(WHAT THIS EXERCISE ASKS)
A. In the Prog Fest review, what city does Sophya Baccini come from?
B. Please quote the Prog Fest review between "I’d been looking" and "Visions) from 2013.", inclusive.
C. Extend the Prog Fest review onward from its final sentence.

(EXTRACT TO READ)
--------------------

Get 'em Out - Porto Antico Prog Fest 2018
Get 'em Out - Porto Antico Prog Fest 2018

I’d been looking forward to Sophya Baccini, even considering buying one of her albums from the pop-up Black Widow Records stall but on reflection I maybe should have gone for dinner an hour later so I'd not have missed Get 'em Out. Hailing from Naples, Baccini is a flamboyant vocalist with involvement in a number of musical collaborations including her heavy rock band Presence and her work with some of the most recognisable names in Italian prog, like Banco del Mutuo Soccorso’s Vittorio Nocenzi, Lino Vairetti of Osanna, and appearing as a guest on Delirium’s 2009 album Il Nome del Vento. Sophya Baccini’s Aradia is her current project and the band focused on their second album Big Red Dragon (William Blake’s Visions) from 2013.

Intrigued by the ‘dark prog’ tag and her ability to combine operatic vocal and experimental electronic elements, I was immediately disappointed with the quality of the sound, muddied by the use of delay on the vocals so that it was difficult to determine whether her vocals were in Italian or English (she sings in both); the only track I could fully discern was Satan from Big Red Dragon. Keyboard player Marilena Striano was also plagued with monitor problems at the beginning of their set but she did go on to provide some of the most interesting moments in a performance that conformed to ‘dark’ but was lacking in prog. The rhythm section of Isa Dido (bass) and Francesca Colaps (drums) was solid enough but lacked invention and the guitar lines provided by Peppe Gianfredo, despite the nice tone, were fairly predictable, devoid of the creativity and experimentation I was expecting.

--------------------

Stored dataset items
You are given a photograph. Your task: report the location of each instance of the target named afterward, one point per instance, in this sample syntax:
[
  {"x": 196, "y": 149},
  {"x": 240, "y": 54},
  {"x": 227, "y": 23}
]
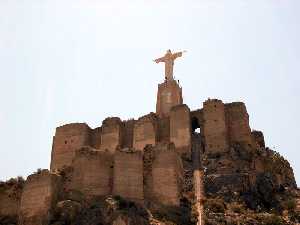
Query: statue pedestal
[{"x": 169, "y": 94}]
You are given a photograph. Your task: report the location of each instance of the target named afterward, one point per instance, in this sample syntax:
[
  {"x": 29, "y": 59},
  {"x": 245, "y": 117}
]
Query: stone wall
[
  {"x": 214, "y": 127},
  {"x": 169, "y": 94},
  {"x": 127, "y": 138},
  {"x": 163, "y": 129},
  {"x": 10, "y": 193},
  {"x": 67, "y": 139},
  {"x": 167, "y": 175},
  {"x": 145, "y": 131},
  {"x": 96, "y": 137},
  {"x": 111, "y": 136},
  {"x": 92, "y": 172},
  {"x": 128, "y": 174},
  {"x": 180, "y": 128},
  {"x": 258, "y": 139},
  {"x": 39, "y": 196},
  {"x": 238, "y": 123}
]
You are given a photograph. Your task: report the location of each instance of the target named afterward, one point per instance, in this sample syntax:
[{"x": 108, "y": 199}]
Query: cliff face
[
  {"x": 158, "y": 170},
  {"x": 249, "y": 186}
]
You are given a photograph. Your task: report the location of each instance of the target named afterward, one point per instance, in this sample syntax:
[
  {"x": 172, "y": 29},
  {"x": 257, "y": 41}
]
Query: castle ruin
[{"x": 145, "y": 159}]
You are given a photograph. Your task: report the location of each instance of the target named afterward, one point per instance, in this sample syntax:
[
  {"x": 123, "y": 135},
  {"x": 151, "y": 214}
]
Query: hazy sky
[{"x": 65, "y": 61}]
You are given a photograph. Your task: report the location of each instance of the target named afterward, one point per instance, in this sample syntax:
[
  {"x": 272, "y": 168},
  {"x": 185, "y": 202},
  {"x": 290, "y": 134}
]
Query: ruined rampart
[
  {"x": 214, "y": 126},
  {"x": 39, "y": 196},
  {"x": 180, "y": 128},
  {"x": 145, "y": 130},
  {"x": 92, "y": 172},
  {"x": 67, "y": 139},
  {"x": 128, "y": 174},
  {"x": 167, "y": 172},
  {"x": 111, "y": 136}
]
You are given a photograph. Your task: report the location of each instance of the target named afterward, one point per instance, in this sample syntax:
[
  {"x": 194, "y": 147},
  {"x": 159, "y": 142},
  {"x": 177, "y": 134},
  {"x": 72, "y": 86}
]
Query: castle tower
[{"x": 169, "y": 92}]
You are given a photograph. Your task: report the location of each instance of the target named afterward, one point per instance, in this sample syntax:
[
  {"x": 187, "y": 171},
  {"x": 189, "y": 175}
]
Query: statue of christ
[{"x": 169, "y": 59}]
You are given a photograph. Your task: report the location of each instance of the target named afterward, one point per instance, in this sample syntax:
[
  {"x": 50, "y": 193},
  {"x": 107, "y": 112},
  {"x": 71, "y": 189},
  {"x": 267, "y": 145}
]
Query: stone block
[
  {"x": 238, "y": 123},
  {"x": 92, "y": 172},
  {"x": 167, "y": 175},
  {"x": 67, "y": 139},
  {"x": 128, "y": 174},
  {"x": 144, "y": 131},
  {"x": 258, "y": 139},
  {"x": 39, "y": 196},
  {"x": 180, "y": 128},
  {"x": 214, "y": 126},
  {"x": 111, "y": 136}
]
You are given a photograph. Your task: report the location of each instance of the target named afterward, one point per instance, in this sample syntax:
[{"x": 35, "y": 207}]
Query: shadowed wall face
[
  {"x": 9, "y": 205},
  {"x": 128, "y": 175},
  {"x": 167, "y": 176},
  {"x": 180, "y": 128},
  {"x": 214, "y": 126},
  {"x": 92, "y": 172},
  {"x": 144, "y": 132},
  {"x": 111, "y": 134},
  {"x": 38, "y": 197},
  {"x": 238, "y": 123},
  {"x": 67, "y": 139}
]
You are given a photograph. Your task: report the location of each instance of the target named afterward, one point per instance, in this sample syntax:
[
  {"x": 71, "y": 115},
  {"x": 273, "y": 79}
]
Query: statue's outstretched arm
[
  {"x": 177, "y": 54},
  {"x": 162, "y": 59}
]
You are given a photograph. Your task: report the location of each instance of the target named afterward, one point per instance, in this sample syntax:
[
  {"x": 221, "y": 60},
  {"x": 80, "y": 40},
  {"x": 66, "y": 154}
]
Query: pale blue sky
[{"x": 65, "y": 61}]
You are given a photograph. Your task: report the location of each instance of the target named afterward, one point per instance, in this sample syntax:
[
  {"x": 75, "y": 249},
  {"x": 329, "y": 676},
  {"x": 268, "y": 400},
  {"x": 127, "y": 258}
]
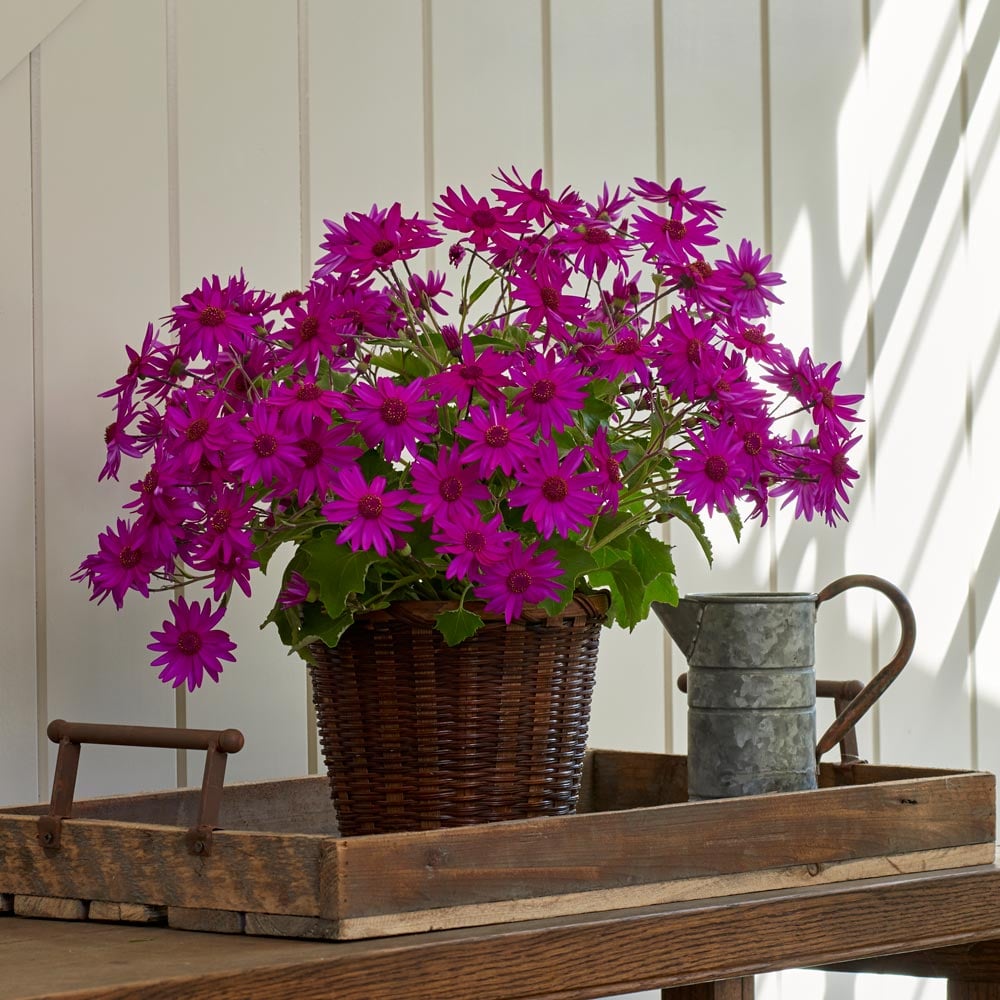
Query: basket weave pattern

--------------------

(ANSWERS TO EACH TASK)
A. Naples

B.
I’d been looking forward to Sophya Baccini, even considering buying one of her albums from the pop-up Black Widow Records stall but on reflection I maybe should have gone for dinner an hour later so I'd not have missed Get 'em Out. Hailing from Naples, Baccini is a flamboyant vocalist with involvement in a number of musical collaborations including her heavy rock band Presence and her work with some of the most recognisable names in Italian prog, like Banco del Mutuo Soccorso’s Vittorio Nocenzi, Lino Vairetti of Osanna, and appearing as a guest on Delirium’s 2009 album Il Nome del Vento. Sophya Baccini’s Aradia is her current project and the band focused on their second album Big Red Dragon (William Blake’s Visions) from 2013.

C.
Outside the Wall is a well known and acclaimed Italian Pink Floyd tribute band and, judging by the enthusiastic reaction of the crowd, easily met expectations. I thought they did a decent job if you ignored the frequently forgotten words, though they rhythm section of Mauro Vigo (drums) and Fabio Cecchini (bass) were, in common with the Waters-era Floyd, arguably the weakest link; Vigo’s timing was a little off and Cecchini added a few too many redundant funky frills. Performing most of The Dark Side of the Moon, including accurate sound effects, the title track and Shine On You Crazy Diamond from Wish You Were Here, plus Comfortably Numb, Another Brick in the Wall (part 2) and Run Like Hell from The Wall (even though the audience, when asked, appeared to want a selection from Animals), the most accomplished piece was The Great Gig in the Sky, with an outstanding vocal performance by Elisabetta Rondanina. Martin Grice from Delirium, a reliable presence at the prog fest (his band hail from Savona, a short distance west along the Riviera), added the Dick Parry saxophone parts on Money and Us and Them which he reproduced accurately and with feeling. I also enjoyed the film that they used to accompany them, made up mostly from genuine Floyd footage for Dark Side and The Wall interspersed with original cuts.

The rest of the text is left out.